記述課題 A: 記録の中から、文字列「tomato」を含む行を一つ残らず書き出してください。

提示文:
--- --- ---

マネジメント

歴史から学ぶ 経営×戦略①フィリッポスⅡ世(アレクサンダー大王の父)

歴史から学ぶ 経営×戦略①フィリッポスⅡ世(アレクサンダー大王の父)

みなさまアレクサンダー大王については歴史で学んだことがあると思います。

古代マケドニアの王でギリシアからペルシア、果てはインド北西部まで制覇し、西方世界と東方世界を結んだ人物です。東方と西方の交わりはヘレニズム文化を生み、多様化する価値観を背景としたストア派やエピクロス派哲学が生まれる要因ともなったとされています。

私はそのアレクサンダー大王の覇権は父であるフィリッポスⅡ世の下準備があってこそと考えています。

フィリッポス2世

紀元前382年~紀元前336年に生きた人物です。

マケドニア国王であり、前述のようにアレキサンダー大王の実父です。

幼少期ギリシアのテーベという都市国家の人質となっています。人質といっても、扱いは悪くはなく、将来的な同盟を視野に入れての管理をされていたように思われます。ギリシア世界屈指の戦略家エパメイノンダスの薫陶を受けています。

息子のアレキサンダーにはギリシアの哲学者アリストテレスを教育係の家庭教師につけています。私が思うに、アリストテレスの観察を重視する姿勢は戦場における観察眼に少なからず影響を与えたのではないかと思います。ミエザの学園を設け、同じ薫陶をアレキサンダーの友人貴族師弟達にも行い、その貴族師弟たちが編成した部隊は後に最強のヘタイロイ騎兵と呼ばれることとなりました。

過酷な状況を一つ一つ解決

国王になった当初、マケドニアは経済的にも軍事的にも弱く、内部の権力争いが激しく、更に外国からの介入も受けている内憂外患の状況でした。

外ではアテナイやイリュリア人などの周辺勢力の侵略を受け、内では王族のパウサニアスが君主の座を狙っていました。

フィリッポス2世は巧みな戦略でこれらの問題を一つ一つ解決し、その後のマケドニアの躍進の下地を作りました。

国力の増強と行軍人員の構造改革

フィリッポス2世はまずは経済を立て直すために、国民に農地を与え耕作させ、また金鉱を開拓し、国力を増強させ余裕を作りだしました。

次に、できた余裕で、従来戦時に徴兵して運用していた軍を、常備軍として整え、訓練と規律で統制を整えました。5..5mほどのサリッサという槍を集団で構えるマケドニアファランクスという戦術を考案し、他国を圧倒しました。

--- --- ---

入力データ:
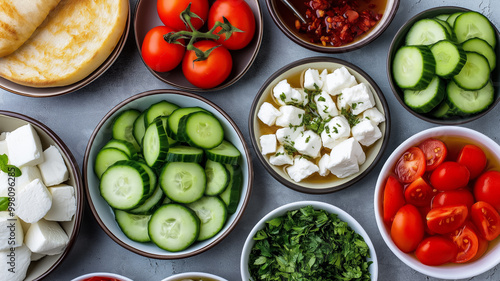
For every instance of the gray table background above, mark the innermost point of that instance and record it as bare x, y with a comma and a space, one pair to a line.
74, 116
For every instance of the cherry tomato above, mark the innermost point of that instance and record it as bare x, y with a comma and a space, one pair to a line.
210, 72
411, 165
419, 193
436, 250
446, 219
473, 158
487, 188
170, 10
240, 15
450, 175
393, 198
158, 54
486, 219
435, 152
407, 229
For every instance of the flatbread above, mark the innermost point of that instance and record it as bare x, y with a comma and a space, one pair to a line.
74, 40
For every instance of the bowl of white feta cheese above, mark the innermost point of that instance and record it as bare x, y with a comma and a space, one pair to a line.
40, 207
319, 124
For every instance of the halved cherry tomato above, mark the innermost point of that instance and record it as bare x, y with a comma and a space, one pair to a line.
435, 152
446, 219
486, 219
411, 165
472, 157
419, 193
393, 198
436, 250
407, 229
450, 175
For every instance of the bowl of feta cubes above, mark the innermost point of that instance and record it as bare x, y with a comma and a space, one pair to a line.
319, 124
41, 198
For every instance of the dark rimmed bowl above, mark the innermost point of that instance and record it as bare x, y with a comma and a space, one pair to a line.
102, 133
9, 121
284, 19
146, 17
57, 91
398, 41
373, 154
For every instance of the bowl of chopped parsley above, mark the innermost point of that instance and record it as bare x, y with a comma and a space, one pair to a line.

--- --- ---

記述課題 B: フィリッポス2世についての文章を、最後の文に続けて書き進めてください。

解答例 A:
For every instance of the cherry tomato above, mark the innermost point of that instance and record it as bare x, y with a comma and a space, one pair to a line.
For every instance of the halved cherry tomato above, mark the innermost point of that instance and record it as bare x, y with a comma and a space, one pair to a line.

解答例 B:
また、軍に工兵を導入して進軍先の整地や架橋などを行ない、部隊兵糧の分散管理と給仕要員の数を圧縮を行い、行軍人員の構造改革し、運用に当たっては諸兵科連合、すなわち、軽装歩兵、重装歩兵、騎兵、弓兵、工兵複数の兵科を組み合わせお互いに弱点を補い合い、各兵科の能力を最大限発揮できる部隊を編成しました。

フィリッポス2世はカイロネイアの戦いでアテナイ・テーベ連合軍を破り、コリントス同盟の盟主となりギリシアの覇権を握りました。

そのすぐのち護衛のパウサニアスにより暗殺され、ペルシア遠征はアレクサンダーに引き継がれることになります。

フィリッポス2世から学べること 現代経営への応用

前述のフィリッポス2世の奇蹟から多くのことが学べます。

  1. まず収益を向上できる人材を登用する
  2. 組織のガバナンスを向上させる
  3. 効率性の向上や新技術を習得させるトレーニングを実施する
  4. 人材運用の構造改革を行なう
  5. IT人材を育成して活用する
  6. 複数の職種を組み合わせ、お互いの弱点を補い合い、各職種の能力を最大限発揮できるチームを編成する

①まず収益を向上できる人材を登用する

フィリッポス2世はまず国民に農地を開拓させ、金鉱を開拓しました。これは則ち、経済的・人的な余裕を作り出す事を優先したということになります。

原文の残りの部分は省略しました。